━━━━━ QUOTED TEXT ━━━━━

Across all 20 measured long-string shapes the packed-u64 path is
1.06x-1.19x faster than PR #6748's inline path, with a single 1.00x
outlier in the 1.2M × 2048 sum case. This is the "missing benefit"
the comparator-closure / IndexHash dispatch was hiding.

Short-string shapes (avg < 16 bytes per row) — TPC-H Q1 included —
fall through to the existing generic hash path on raw strings and
behave identically to main. An earlier revision of this PR did not
gate the packed-u64 path and CodSpeed flagged a -11.22% regression on
test_tpch_sql[1-in-memory-10]; the gate added in ee0657c
restores that workload to baseline.

Reproduction:
cargo test -p daft-recordbatch --release -- bench_packed_u64_two_strings --nocapture --ignored --test-threads=1

Test plan

  • 5 new test_inline_packed_u64_* cases comparing inline output to
    the fallback path:
    • Utf8 × Utf8, no nulls.
    • Utf8 × Utf8, nulls in both columns.
    • Binary × Binary.
    • Utf8 × Binary.

━━━━━

EXERCISE DIRECTIONS:
Reproduce the part of the benchmark text starting with "the comparator-closure /" and going on through "workload to baseline.". The data that comes next is separate material and has no connection to the benchmark text.

━━━━━ EXTRACTED ENTRIES ━━━━━

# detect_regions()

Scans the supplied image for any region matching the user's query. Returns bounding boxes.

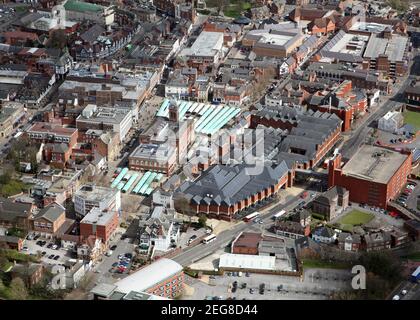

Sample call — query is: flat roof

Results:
[75,185,120,202]
[181,31,224,57]
[80,207,115,226]
[342,145,408,183]
[363,34,408,61]
[329,33,369,56]
[219,253,276,270]
[349,21,389,33]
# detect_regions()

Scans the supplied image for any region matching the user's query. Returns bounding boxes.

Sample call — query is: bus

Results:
[273,210,286,220]
[203,234,216,244]
[244,211,260,222]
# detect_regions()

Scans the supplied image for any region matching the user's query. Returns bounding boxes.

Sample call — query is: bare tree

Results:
[174,197,196,226]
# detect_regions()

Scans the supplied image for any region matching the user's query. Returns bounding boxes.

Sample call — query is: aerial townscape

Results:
[0,0,420,302]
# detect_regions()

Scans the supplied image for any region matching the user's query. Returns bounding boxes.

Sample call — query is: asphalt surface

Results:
[341,53,420,159]
[172,197,311,266]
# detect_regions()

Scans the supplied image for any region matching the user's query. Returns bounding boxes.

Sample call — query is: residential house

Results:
[274,220,310,239]
[31,203,66,237]
[231,232,262,255]
[138,206,180,251]
[0,197,35,230]
[364,231,391,252]
[0,235,24,251]
[11,263,45,288]
[311,187,349,221]
[77,235,106,263]
[338,232,362,252]
[312,227,337,244]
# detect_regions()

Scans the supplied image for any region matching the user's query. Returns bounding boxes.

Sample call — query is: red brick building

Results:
[3,31,38,46]
[80,208,119,244]
[231,232,262,255]
[26,122,78,148]
[179,161,289,221]
[328,145,412,209]
[309,80,368,132]
[115,258,184,299]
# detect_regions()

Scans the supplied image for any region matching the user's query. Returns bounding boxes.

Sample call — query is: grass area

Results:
[223,1,252,18]
[0,261,13,272]
[0,249,39,262]
[0,179,28,198]
[404,252,420,262]
[303,259,351,269]
[340,210,374,226]
[403,110,420,130]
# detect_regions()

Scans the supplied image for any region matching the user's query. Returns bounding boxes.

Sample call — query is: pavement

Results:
[388,281,420,300]
[182,269,351,300]
[94,238,135,284]
[341,52,420,159]
[172,190,318,266]
[22,238,72,265]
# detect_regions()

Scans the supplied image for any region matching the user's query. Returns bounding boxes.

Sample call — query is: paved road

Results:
[341,52,420,159]
[172,197,310,266]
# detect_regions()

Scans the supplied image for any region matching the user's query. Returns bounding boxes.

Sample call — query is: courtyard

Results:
[339,210,374,231]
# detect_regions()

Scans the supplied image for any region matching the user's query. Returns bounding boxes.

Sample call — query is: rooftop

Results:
[28,122,77,136]
[80,207,115,226]
[180,31,224,57]
[75,185,120,202]
[342,145,408,183]
[130,143,176,162]
[64,0,103,12]
[363,34,408,61]
[219,253,276,270]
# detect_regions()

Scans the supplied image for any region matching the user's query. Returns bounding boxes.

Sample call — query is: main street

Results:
[172,192,310,266]
[341,76,412,159]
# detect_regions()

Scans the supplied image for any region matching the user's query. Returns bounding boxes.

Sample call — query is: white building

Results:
[139,206,180,251]
[152,190,174,208]
[178,31,224,64]
[64,0,115,26]
[76,104,133,142]
[219,253,276,270]
[378,111,404,133]
[73,185,121,217]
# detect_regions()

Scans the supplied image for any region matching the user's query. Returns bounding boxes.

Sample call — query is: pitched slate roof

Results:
[179,162,288,205]
[0,198,32,222]
[34,203,66,222]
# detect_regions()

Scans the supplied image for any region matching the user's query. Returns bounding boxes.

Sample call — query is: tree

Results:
[47,29,67,49]
[174,197,196,225]
[9,277,28,300]
[198,214,207,228]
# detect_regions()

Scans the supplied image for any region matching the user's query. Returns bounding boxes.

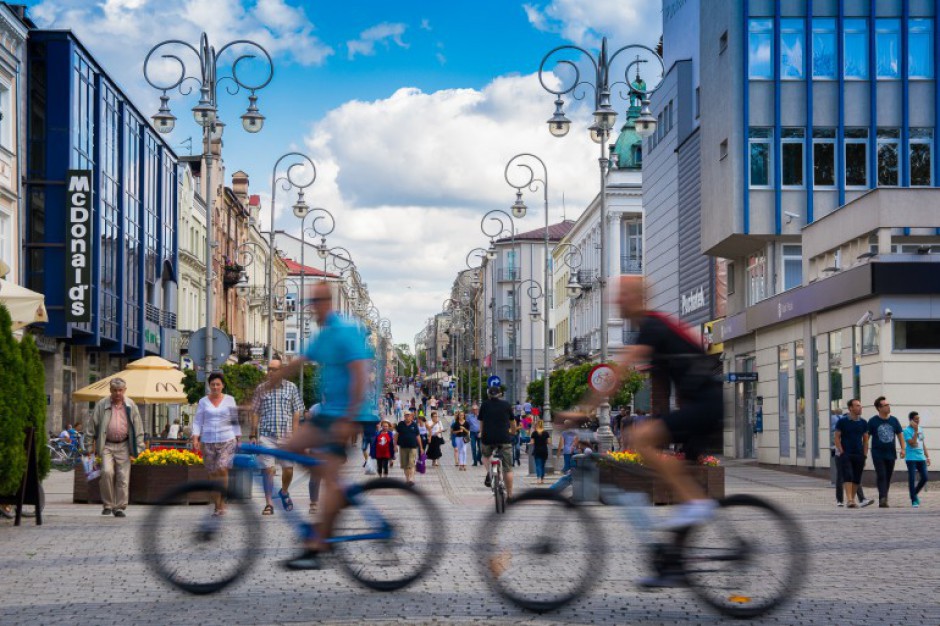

━━━━━

RESPONSE TO THIS TASK:
the comparator-closure / IndexHash dispatch was hiding.

Short-string shapes (avg < 16 bytes per row) — TPC-H Q1 included —
fall through to the existing generic hash path on raw strings and
behave identically to main. An earlier revision of this PR did not
gate the packed-u64 path and CodSpeed flagged a -11.22% regression on
test_tpch_sql[1-in-memory-10]; the gate added in ee0657c
restores that workload to baseline.